__Problema planteado__:
Enumera todas las preguntas que hace jagomez967 en el hilo sobre el preamplificador con LM387.

# Problema con preamplificador PHONO con lm387



## jagomez967 (Mar 28, 2013)

Hola a todos, tengo un problema con la etapa de preamplificación de un tocadiscos Philips. El pre es un LM387, tomé el circuito del ejemplo del datasheet.





Lo armé tal cual y al parecer no hay nada mal conectado. La diferencia es que lo estoy alimentando con 12V (supuestamente no habia problema), cambia en algo?
A la salida del pre conecté un potenciometro de 50K de esta manera (hay alguna manera mejor para controlar el volumen?)




Lo unico que logro escuchar es un zumbido =/

El ampli es un TDA2003 (funciona bien, probado con la salida de la pc) y el tocadiscos también funciona (lo probé con la entrada MIC de la pc, aunque se escucha bajo)

Muchas gracias, y adjunto algunas fotos del circuito armado (en un protoboard).

#Añado que no cortocircuite la salida del Pre, por las dudas de que se queme o algo.


----------



## Fogonazo (Mar 28, 2013)

Intercala un capacitore electrolítico (10µF 25V) entre las patas 4 y el extremo del potenciómetro de igual forma para el otro canal.
Echo esto:
Mide la tensión entre la pata 4 y GND
Mide la tensión entre la pata 5 y GND

Esto con ambas entradas conectadas a GND


----------



## jagomez967 (Mar 28, 2013)

Listo, hice la prueba con las entradas a GND y midiendo entre las patas 4,5 y GND me da 0v


----------



## Fogonazo (Mar 28, 2013)

jagomez967 dijo:


> Listo, hice la prueba con las entradas a GND y _*midiendo entre las patas 4,5 y GND me da 0v*_



Eso está mal, deberías tener tensión, algunos volts (Hasta Vcc/2)

*Edit:*
¿ Esto que mediste lo hiciste con el potenciómetro conectado ?

En caso afirmativo retirar y volver a medir.


----------



## jagomez967 (Mar 28, 2013)

No, lo hice probando solo el pre, las salidas no estan conectadas a nada. Puede ser que el integrado esté mal?


----------



## Fogonazo (Mar 28, 2013)

__Datos extraídos__:
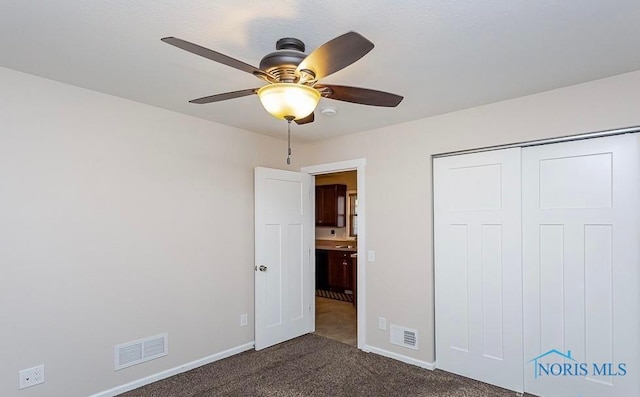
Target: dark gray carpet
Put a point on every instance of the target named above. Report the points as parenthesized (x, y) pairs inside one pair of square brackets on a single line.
[(312, 365)]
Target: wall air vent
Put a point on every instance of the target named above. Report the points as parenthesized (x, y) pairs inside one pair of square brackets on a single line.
[(403, 336), (139, 351)]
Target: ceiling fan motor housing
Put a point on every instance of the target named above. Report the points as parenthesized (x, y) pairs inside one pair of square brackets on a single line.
[(283, 62)]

__Resultado del ejercicio__:
- Si alimentar el preamplificador con 12V "cambia en algo?"
- "hay alguna manera mejor para controlar el volumen?"
- "Puede ser que el integrado esté mal?"